Egypt Sticks With World’s Highest Real Interest Rate
(Bloomberg) -- Egypt kept monetary easing on pause for a third meeting on Thursday, counting on the world’s highest real interest rate to maintain foreign interest in its debt as investors exit other emerging markets.
The Monetary Policy Committee said it held the deposit rate at 8.25% and the lending rate at 9.25%. The decision was predicted by all 12 economists surveyed by Bloomberg. Authorities slashed rates a combined 850 basis points through 2019-20.
Most of the Egyptian economy’s “leading indicators are gradually recovering to their pre-pandemic levels,” the MPC said in its statement explaining the decision. “Global economic and financial conditions are expected to remain accommodative and supportive of economic activity over the medium term.”
Attractive yields and a stable currency have made the North African nation a top pick for foreign investors targeting emerging markets. Foreign holdings in its local debt hit their highest-ever level of $28.5 billion in February, reversing outflows in 2020 spurred by the coronavirus pandemic. Egypt’s real rate -- the difference between its inflation and policy rates -- is the highest of more than 50 economies tracked by Bloomberg.
Emerging-market bond funds saw the biggest outflow in almost a year in the week through March 10 as rising U.S. Treasury yields dented demand for riskier assets. Developing-nation currencies have weakened about 1% from a record high reached in mid-February.

_Tasks_
(a) In the Egypt interest rate article, at what level did the Monetary Policy Committee hold the deposit rate?
(b) Proceed with the article on Egypt's interest rates, picking up after its final sentence.

_Listed entries_
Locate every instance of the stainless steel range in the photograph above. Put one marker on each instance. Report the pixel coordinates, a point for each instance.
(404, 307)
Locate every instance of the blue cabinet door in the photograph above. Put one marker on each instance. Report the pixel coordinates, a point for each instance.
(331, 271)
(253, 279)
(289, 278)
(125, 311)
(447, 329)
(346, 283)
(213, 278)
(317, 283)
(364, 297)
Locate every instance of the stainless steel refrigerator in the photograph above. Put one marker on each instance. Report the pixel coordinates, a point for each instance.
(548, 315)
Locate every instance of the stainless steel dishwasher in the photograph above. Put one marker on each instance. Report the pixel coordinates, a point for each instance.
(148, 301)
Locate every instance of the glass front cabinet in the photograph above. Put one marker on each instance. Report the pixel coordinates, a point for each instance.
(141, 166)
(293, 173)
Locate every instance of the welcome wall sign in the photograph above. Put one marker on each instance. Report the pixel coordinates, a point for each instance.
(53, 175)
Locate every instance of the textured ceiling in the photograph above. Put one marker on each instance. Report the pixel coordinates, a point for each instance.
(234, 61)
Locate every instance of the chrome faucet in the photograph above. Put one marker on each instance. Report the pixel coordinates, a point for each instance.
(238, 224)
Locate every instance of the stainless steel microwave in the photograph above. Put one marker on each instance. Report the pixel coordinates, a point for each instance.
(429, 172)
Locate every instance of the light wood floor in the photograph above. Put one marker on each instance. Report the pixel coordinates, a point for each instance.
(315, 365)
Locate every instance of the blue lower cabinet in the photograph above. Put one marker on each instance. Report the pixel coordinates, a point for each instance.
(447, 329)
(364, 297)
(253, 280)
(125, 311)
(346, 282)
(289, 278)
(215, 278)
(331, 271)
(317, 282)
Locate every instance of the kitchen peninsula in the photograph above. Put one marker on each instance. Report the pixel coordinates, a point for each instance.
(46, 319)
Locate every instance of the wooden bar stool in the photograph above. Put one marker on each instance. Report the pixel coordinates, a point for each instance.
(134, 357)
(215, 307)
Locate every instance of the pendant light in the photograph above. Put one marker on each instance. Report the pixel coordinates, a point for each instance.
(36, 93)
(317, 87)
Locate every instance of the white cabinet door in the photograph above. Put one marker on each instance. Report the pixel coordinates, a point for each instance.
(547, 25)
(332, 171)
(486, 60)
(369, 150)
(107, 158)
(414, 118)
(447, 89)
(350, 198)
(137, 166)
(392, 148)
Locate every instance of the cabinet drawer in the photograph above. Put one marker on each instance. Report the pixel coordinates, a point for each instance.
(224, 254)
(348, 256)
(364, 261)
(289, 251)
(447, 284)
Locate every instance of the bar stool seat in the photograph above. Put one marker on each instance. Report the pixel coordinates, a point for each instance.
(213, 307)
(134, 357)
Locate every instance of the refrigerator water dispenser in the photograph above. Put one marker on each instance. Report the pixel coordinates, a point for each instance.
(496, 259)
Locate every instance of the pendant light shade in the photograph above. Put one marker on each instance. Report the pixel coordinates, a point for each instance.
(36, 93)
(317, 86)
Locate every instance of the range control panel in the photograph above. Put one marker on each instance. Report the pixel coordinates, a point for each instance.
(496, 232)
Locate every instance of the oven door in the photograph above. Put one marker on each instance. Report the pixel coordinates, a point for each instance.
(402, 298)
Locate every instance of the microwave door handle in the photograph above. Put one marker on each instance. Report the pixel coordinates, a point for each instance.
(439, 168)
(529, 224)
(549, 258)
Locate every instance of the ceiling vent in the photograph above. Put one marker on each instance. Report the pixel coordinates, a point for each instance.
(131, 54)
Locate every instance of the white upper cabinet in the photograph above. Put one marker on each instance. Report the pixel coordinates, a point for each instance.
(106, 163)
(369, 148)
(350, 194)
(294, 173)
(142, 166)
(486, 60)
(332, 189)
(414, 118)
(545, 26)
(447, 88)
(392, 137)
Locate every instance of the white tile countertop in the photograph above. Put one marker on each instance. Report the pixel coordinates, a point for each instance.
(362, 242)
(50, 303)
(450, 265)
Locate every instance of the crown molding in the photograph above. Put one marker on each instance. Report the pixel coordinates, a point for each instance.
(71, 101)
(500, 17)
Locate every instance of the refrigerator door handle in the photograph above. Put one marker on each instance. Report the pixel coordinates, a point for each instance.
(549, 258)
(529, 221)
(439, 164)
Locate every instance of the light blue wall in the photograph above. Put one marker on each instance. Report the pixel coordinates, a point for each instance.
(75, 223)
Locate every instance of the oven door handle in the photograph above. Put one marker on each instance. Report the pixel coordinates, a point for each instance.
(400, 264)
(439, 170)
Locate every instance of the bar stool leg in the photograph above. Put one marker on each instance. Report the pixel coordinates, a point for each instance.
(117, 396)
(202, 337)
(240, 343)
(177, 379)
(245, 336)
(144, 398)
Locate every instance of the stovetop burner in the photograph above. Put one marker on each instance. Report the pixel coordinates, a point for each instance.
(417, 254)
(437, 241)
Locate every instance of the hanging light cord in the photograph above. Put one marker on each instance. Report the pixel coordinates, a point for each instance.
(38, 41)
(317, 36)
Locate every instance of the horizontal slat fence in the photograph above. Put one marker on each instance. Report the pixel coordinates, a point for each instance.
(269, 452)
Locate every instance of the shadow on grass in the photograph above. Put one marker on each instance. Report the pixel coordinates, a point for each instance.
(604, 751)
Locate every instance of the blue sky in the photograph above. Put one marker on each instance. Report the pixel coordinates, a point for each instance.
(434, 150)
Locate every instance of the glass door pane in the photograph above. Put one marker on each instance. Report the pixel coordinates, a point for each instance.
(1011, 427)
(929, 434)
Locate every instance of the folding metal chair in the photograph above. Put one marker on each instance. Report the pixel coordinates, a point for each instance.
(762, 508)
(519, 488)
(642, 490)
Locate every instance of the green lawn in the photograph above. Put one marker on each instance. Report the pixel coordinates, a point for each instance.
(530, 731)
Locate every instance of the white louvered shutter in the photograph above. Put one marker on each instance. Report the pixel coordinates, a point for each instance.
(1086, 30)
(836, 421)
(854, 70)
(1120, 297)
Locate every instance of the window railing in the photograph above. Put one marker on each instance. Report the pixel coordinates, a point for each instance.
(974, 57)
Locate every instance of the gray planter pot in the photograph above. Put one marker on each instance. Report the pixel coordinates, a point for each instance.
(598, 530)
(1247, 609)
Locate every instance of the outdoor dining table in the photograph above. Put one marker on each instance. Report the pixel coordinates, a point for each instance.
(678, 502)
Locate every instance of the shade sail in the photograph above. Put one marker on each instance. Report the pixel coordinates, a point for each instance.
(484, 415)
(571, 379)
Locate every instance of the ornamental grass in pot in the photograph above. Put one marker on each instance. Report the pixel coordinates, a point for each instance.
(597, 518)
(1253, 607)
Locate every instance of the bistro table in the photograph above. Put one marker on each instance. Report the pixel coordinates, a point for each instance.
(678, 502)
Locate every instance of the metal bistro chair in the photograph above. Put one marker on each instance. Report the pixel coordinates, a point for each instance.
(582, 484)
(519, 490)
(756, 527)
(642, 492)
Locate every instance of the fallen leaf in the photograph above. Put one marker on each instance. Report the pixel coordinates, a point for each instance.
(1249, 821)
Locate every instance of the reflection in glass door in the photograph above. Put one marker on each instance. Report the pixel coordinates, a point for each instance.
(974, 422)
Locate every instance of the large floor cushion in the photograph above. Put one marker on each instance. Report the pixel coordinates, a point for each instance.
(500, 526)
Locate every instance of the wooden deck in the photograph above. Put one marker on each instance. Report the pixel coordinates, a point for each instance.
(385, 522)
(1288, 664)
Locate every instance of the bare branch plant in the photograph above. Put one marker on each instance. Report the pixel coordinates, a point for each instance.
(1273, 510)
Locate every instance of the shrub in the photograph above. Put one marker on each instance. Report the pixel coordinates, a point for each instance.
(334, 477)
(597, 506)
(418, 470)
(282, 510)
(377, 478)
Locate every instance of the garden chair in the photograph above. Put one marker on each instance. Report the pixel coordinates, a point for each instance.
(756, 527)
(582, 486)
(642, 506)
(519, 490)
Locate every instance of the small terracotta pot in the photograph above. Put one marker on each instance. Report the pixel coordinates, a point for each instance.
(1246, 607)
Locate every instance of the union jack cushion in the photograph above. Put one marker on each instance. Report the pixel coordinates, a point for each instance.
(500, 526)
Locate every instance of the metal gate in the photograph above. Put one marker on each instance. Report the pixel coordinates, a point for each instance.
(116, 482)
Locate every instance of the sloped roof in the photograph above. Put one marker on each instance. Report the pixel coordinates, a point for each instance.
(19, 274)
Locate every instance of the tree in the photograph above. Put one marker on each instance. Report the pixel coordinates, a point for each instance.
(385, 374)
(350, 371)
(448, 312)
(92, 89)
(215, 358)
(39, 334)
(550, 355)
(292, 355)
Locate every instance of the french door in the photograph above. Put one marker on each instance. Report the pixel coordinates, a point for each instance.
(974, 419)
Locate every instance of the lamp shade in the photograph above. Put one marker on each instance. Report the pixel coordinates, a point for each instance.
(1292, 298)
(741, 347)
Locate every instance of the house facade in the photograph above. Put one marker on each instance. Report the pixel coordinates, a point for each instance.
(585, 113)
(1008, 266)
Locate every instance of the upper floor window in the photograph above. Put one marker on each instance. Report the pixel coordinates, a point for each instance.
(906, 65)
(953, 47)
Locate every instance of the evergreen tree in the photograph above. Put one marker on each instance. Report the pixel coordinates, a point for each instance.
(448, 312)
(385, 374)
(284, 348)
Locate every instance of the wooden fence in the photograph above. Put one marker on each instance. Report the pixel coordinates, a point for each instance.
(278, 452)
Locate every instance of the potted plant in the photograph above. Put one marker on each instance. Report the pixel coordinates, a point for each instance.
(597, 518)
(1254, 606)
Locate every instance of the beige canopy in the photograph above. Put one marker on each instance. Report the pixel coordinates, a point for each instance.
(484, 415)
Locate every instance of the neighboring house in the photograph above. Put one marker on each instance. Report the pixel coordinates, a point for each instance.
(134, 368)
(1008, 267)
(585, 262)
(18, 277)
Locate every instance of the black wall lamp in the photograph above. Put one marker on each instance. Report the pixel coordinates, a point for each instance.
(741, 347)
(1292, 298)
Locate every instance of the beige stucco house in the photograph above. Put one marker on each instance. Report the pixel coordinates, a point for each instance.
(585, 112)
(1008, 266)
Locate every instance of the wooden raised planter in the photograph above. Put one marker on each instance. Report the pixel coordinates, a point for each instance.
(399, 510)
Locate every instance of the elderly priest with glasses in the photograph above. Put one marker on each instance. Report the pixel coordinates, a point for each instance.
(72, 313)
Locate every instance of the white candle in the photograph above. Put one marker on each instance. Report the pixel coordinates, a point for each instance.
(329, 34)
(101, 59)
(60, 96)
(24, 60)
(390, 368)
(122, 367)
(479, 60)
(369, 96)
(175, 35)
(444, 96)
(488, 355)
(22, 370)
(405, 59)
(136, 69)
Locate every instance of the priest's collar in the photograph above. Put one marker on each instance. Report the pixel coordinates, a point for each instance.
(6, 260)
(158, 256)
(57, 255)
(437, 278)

_Answers for the exercise_
(a) 8.25%

(b)
“While portfolio flows and the pound have remained broadly stable in recent weeks, we believe Egypt is not immune to these developments,” said Farouk Soussa, an economist at Goldman Sachs Group Inc. before the decision.
Egypt is also treading carefully after the recent spike in global commodity prices, including key staples.
“Global food prices will eventually filter into domestic food prices as companies start restocking at the new prices” said Mohamed Abu Basha, head of macroeconomic research at EFG Hermes.
Inflation accelerated to 4.5% in February, lower than expected and well below authorities’ target of 7%, plus or minus 2 percentage points.
While Abu Basha doesn’t expect a rate cut before “more clarity on future of global rates,” Soussa predicts a 50 basis points cut in the second quarter and another 50 bps in the third quarter “on the assumption that global uncertainties subside.”